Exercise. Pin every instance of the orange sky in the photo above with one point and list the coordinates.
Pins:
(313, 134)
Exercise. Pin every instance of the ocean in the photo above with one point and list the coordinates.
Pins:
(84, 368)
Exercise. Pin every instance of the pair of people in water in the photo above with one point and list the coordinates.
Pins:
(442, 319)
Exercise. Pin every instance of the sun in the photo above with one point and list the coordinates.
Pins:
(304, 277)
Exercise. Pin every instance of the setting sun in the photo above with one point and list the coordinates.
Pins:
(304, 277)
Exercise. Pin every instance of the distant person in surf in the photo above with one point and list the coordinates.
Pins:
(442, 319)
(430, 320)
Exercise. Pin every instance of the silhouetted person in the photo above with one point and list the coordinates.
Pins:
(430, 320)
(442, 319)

- - - - -

* **To do**: Copy verbatim every line from the one containing "Exercise. Pin every instance of the pair" down to the final line of the records above, with both of those lines included.

* **Finished exercise**:
Exercise. Pin every instance of the pair of people in water in the photo above with one point and list the coordinates.
Pins:
(442, 319)
Exercise. Pin every instance of the sun in the photo above with one point and list the coordinates.
Pins:
(304, 277)
Exercise. Pin every instance of the setting sun in the photo above with one point and list the coordinates.
Pins:
(304, 277)
Exercise. Pin every instance of the distant person in surf in the photo above with one point and list the coordinates.
Pins:
(442, 319)
(430, 320)
Exercise. Pin every instance of the silhouetted person in the photo above with one point and list the coordinates.
Pins:
(430, 320)
(442, 319)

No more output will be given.